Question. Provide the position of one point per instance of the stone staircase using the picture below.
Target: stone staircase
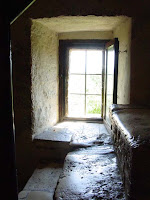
(89, 170)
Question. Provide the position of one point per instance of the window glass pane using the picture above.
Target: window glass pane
(93, 104)
(110, 61)
(109, 101)
(110, 84)
(76, 84)
(93, 84)
(76, 105)
(94, 62)
(77, 61)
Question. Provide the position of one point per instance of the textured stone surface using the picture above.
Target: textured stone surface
(130, 127)
(44, 178)
(123, 33)
(88, 134)
(44, 76)
(90, 173)
(39, 195)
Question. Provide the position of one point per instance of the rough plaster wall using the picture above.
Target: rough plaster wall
(123, 33)
(140, 71)
(21, 65)
(44, 55)
(86, 35)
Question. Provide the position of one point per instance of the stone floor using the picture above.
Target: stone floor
(90, 169)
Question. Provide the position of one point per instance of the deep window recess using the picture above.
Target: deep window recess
(81, 79)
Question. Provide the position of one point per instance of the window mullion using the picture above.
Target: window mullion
(85, 79)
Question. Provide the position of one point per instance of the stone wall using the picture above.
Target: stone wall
(123, 33)
(44, 71)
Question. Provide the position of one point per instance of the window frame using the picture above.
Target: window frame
(64, 46)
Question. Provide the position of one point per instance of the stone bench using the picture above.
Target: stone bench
(130, 127)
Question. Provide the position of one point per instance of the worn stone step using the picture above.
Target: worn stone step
(42, 183)
(90, 174)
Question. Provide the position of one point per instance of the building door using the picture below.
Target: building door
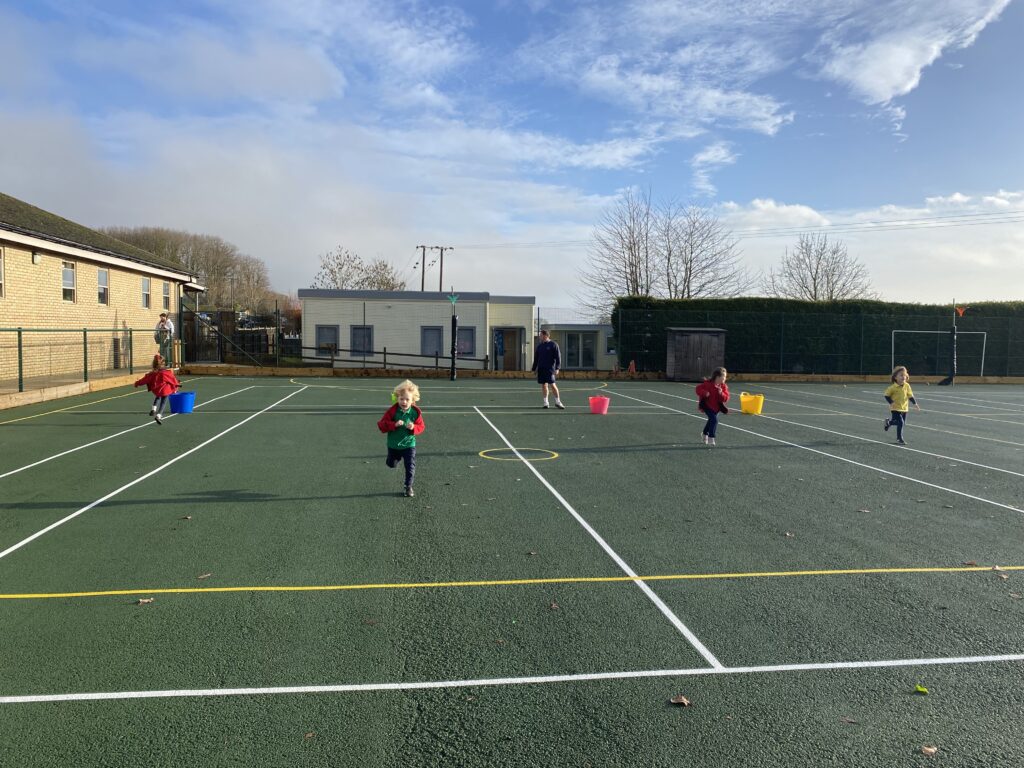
(505, 349)
(581, 350)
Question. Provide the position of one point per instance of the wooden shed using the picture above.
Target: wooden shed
(693, 352)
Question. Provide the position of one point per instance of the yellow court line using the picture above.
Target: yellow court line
(508, 582)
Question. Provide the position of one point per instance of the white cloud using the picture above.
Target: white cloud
(707, 161)
(881, 50)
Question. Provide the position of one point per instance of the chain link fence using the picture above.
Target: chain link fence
(830, 343)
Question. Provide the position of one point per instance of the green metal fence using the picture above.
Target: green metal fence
(33, 357)
(832, 343)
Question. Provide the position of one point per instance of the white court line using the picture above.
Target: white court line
(839, 458)
(904, 449)
(109, 437)
(502, 681)
(952, 399)
(137, 480)
(676, 622)
(928, 410)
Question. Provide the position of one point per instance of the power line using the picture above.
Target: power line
(883, 225)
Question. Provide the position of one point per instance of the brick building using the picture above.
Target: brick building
(76, 303)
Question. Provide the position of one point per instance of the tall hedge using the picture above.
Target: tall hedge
(841, 337)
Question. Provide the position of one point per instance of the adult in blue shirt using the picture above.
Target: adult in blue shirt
(547, 360)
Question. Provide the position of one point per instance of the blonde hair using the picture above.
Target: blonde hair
(408, 386)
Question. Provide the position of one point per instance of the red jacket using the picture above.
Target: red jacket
(161, 382)
(386, 424)
(712, 397)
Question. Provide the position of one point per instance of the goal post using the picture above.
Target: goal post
(952, 338)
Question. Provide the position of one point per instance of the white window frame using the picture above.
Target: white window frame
(471, 351)
(69, 266)
(103, 289)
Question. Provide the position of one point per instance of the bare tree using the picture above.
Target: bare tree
(339, 269)
(622, 253)
(380, 275)
(817, 269)
(345, 270)
(229, 276)
(696, 255)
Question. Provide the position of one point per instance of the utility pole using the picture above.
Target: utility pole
(440, 279)
(423, 268)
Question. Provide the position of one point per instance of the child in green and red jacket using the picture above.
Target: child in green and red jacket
(401, 423)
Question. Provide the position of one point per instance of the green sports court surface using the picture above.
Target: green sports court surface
(246, 585)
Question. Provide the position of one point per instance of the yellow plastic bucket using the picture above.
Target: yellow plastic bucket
(751, 403)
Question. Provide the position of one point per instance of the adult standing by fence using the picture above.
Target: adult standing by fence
(164, 336)
(547, 360)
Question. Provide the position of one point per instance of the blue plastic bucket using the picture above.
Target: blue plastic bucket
(182, 402)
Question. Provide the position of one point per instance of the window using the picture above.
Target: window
(580, 349)
(465, 344)
(68, 280)
(103, 286)
(363, 340)
(327, 339)
(431, 340)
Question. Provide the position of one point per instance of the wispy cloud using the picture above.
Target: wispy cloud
(706, 162)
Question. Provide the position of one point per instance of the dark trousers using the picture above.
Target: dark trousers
(712, 426)
(897, 419)
(403, 455)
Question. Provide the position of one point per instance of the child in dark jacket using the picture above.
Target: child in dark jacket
(712, 396)
(401, 423)
(162, 382)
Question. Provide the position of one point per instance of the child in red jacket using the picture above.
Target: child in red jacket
(401, 423)
(713, 394)
(162, 382)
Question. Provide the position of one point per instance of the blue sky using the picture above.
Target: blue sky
(291, 127)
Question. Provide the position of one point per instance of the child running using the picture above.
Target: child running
(712, 396)
(401, 423)
(162, 382)
(898, 395)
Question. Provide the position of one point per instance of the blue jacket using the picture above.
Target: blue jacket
(547, 356)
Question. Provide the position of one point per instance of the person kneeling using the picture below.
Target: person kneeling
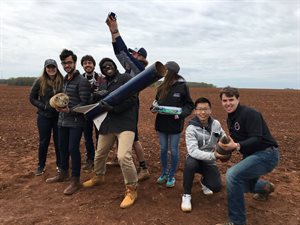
(201, 136)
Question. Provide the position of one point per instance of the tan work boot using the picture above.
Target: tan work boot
(143, 174)
(94, 181)
(73, 187)
(60, 177)
(130, 196)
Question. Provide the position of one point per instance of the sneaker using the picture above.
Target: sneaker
(206, 190)
(113, 162)
(58, 169)
(171, 182)
(186, 205)
(143, 174)
(162, 179)
(270, 187)
(130, 196)
(40, 170)
(89, 164)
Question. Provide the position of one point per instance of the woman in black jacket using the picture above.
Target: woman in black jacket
(44, 87)
(172, 92)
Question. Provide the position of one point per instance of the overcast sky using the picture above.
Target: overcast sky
(247, 44)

◇ ◇ ◇ ◇ ◇ ◇ ◇

= DESCRIPTION OF THE TASK =
For the entries above, say how many lines contain the word "below", giving the number alone.

= EXERCISE ANSWER =
3